▶ _Short exercise_:
Reproduce every row below verbatim, omitting the pictures from your output.

### Provided material

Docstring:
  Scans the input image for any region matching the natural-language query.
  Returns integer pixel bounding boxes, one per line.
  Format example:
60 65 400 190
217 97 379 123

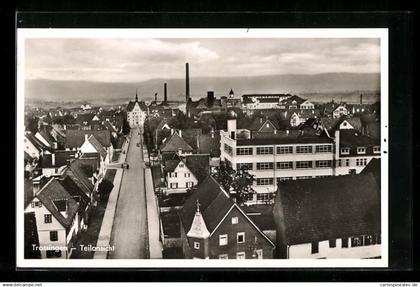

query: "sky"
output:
24 38 380 82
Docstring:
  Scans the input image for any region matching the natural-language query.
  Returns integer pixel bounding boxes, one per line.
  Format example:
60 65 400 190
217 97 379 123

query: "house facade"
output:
180 176 275 259
127 93 147 128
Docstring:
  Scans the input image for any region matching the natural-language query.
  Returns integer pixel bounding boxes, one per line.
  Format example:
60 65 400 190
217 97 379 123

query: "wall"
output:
289 239 381 259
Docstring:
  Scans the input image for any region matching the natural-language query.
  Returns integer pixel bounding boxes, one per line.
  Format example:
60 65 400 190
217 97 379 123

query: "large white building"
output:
220 114 380 204
127 93 147 128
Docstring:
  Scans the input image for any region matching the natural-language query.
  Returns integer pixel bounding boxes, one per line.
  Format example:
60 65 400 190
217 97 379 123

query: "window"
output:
219 234 228 246
257 146 273 154
276 161 293 169
351 236 363 247
47 250 61 258
315 145 332 152
277 146 293 154
236 162 253 170
341 147 350 154
236 232 245 243
341 237 349 248
236 252 245 259
257 193 271 202
224 144 233 155
296 161 312 168
50 231 58 241
315 160 332 167
236 147 252 155
357 147 366 154
296 145 312 153
311 242 319 254
257 177 273 185
257 162 274 170
44 214 52 223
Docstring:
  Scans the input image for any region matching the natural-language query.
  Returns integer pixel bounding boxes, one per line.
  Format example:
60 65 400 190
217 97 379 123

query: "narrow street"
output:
108 128 148 259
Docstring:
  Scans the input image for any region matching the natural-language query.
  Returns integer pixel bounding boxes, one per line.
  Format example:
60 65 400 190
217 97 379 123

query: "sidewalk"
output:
93 134 129 259
144 143 163 259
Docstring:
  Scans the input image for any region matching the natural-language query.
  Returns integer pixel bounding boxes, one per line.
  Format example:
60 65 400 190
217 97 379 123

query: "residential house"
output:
164 154 210 194
273 174 381 259
25 178 79 258
179 176 275 259
127 92 147 128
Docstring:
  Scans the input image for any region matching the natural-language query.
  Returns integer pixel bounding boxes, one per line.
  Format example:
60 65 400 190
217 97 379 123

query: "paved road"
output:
109 129 147 259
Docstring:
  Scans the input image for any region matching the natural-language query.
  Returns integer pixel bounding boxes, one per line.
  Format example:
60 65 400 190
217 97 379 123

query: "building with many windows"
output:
180 176 275 259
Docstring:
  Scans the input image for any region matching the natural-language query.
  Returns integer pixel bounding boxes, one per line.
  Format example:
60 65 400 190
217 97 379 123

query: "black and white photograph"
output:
16 29 388 268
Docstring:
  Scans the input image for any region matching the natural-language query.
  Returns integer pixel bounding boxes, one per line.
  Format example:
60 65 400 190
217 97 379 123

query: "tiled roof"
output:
36 178 78 230
274 174 381 245
88 135 107 158
41 150 76 168
160 132 193 152
65 130 111 148
185 154 210 183
180 176 233 233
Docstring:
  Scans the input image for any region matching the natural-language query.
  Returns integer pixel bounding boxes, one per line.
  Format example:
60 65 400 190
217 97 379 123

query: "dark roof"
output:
61 176 90 212
236 133 333 146
180 176 234 233
185 154 210 182
41 150 76 168
165 158 181 172
127 101 147 112
274 174 381 245
160 132 193 152
65 130 111 148
36 178 78 230
340 129 379 147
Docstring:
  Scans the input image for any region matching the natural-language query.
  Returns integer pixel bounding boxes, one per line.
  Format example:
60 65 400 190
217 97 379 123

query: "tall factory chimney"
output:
185 63 190 102
163 83 168 103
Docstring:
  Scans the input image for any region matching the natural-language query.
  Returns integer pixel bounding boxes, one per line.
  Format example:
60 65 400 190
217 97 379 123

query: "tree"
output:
213 161 255 205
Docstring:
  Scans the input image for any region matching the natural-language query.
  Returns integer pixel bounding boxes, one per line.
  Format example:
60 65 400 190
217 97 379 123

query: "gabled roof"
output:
88 135 107 158
160 132 193 152
36 178 79 230
180 176 234 236
274 174 381 245
65 130 111 148
41 150 76 168
185 154 210 182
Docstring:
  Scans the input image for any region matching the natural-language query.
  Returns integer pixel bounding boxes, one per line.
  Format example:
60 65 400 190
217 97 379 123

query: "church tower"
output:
187 200 210 259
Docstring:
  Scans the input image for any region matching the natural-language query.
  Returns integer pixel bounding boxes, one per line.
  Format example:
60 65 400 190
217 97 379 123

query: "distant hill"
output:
25 73 380 104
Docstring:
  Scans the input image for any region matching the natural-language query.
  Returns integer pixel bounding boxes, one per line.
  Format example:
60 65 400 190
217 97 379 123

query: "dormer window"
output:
341 147 350 154
357 147 366 154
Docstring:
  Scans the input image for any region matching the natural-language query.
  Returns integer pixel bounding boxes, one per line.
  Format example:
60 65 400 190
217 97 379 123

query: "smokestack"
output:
185 63 190 102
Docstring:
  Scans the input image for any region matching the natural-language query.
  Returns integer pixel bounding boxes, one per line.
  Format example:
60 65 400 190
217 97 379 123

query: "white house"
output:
25 178 79 258
273 173 381 259
127 93 147 128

######

▶ _The answer_:
Docstring:
  Scans the input image for any region matching the natural-language query.
  Returns integer pixel bounding boxes, one per line.
  Format example:
60 65 400 190
217 97 379 123


query: "sky"
output:
24 38 380 82
Docstring:
  Scans the input image for any region matching the natural-language query.
  Returns integer pixel bounding boxes, one per line.
  Format example:
60 65 400 190
217 97 379 123

query: "house facade"
output:
180 176 275 259
127 93 147 128
Docstring:
  Scans the input image for any region matching the natural-language query.
  Returns integer pixel bounding boxes, one per line.
  Format example:
60 65 400 190
217 97 379 123

query: "wall"
output:
289 239 381 259
Docstring:
  Scans the input image for any region matching the natural-language query.
  Returns integer pixel bounding boxes, one per line.
  Format example:
60 65 400 190
217 97 379 123

query: "large white building"
output:
220 114 380 204
127 93 147 128
Docstring:
  Scans the input image for any region matching the natural-language query.
  Returns integer pixel bounding boxes, one per line.
  Format example:
60 65 400 190
217 97 379 123

query: "window"
output:
219 234 228 246
257 146 273 154
276 161 293 169
351 236 363 247
47 250 61 258
315 145 332 152
277 146 293 154
236 162 253 170
341 147 350 154
236 232 245 243
341 237 349 248
236 252 245 259
257 193 271 202
224 144 233 155
296 161 312 168
50 231 58 241
315 160 332 167
236 147 252 155
357 147 366 154
296 145 312 153
311 242 319 254
257 177 273 185
257 162 274 170
44 214 52 223
Docstring:
  Scans the input image for any region matching the natural-language query.
  Returns integer pixel bounding boxes, one per line.
  Format example:
60 65 400 190
217 97 379 123

query: "narrow street"
output:
108 128 148 259
Docstring:
  Scans the input image for any region matching the natural-language query.
  Returns integer pixel bounding boxes, one per line.
  Format example:
60 65 400 190
217 97 379 123

query: "sidewalk"
output:
93 134 129 259
144 143 163 259
Docstring:
  Scans the input image for any region matching the natural-language query.
  Returns integer pixel bounding boxes, one per line.
  Format example:
60 65 400 190
217 97 379 123

query: "residential house"
output:
164 154 210 194
273 174 381 259
25 178 79 258
179 176 275 259
127 92 147 128
Docstring:
  Scans the input image for any region matching the natural-language query.
  Returns integer pixel bounding boxes, one per line.
  Format example:
60 65 400 190
217 97 379 123

query: "paved road"
output:
109 129 147 259
Docstring:
  Scans the input image for any region matching the natural-language query.
  Returns integer pixel bounding boxes, one per line.
  Format example:
60 65 400 190
217 97 379 123

query: "building with many windows"
output:
180 176 275 259
Docstring:
  Scans the input image for any region matching the natural-language query.
  Returns integer pixel bounding boxes, one per line.
  Format example:
60 65 400 190
217 97 379 123

query: "black and white photograph"
output:
16 29 388 268
Docstring:
  Scans the input image for any region matching the natural-language query.
  Returns integer pixel bounding boxes, one per line.
  Format example:
60 65 400 190
217 97 379 123

query: "tiled roof"
output:
36 178 78 230
274 174 381 245
88 135 107 158
41 150 76 168
160 132 193 152
65 130 111 148
185 154 210 183
180 176 233 233
Docstring:
  Scans the input image for any region matching the natural-language query.
  Returns integer pixel bounding boxes, one per line.
  Format example:
60 65 400 190
217 97 379 123

query: "dark roof"
output:
61 176 90 212
236 133 333 146
180 176 234 233
185 154 210 182
41 150 76 168
165 158 181 172
127 101 147 112
274 174 381 245
160 132 193 152
65 130 111 148
36 178 78 230
340 129 379 147
Docstring:
  Scans the input image for any region matching the natural-language query.
  Returns integer pixel bounding boxes, one per line.
  Format example:
60 65 400 190
217 97 379 123

query: "tall factory chimney"
output:
185 63 190 102
163 83 168 103
Docstring:
  Scans the input image for any region matching the natural-language query.
  Returns integer pixel bounding boxes, one per line.
  Format example:
60 65 400 190
217 97 379 123

query: "tree"
output:
213 161 255 205
Docstring:
  Scans the input image for any region matching the natural-language query.
  Returns integer pixel bounding boxes, one per line.
  Format example:
60 65 400 190
217 97 379 123

query: "gabled roof"
output:
88 135 107 158
160 132 193 152
36 178 79 230
180 176 234 236
274 174 381 245
65 130 111 148
41 150 76 168
185 154 210 182
Docstring:
  Scans the input image for any region matching the natural-language query.
  Returns integer pixel bounding boxes, one per line.
  Format example:
60 65 400 190
217 97 379 123

query: "church tower"
output:
187 200 210 259
Docstring:
  Scans the input image for any region matching the natural-language query.
  Returns integer pixel bounding boxes, one per line.
  Format example:
60 65 400 190
217 97 379 123

query: "distant hill"
output:
25 73 380 104
Docstring:
  Scans the input image for any region matching the natural-language query.
  Returns integer pixel bounding boxes, one per line.
  Format example:
60 65 400 190
217 97 379 123

query: "dormer window"
output:
341 147 350 154
357 147 366 154
Docstring:
  Scans the input image for any region matching the natural-language query.
  Returns integer pixel bounding boxes, one per line.
  Format example:
60 65 400 190
217 97 379 123

query: "smokestack"
output:
185 63 190 102
Docstring:
  Scans the input image for any region matching the natural-language query.
  Returns integer pixel bounding boxes, one per line.
  Format example:
60 65 400 190
217 97 379 123

query: "white house"
output:
25 178 79 258
273 173 381 259
127 93 147 128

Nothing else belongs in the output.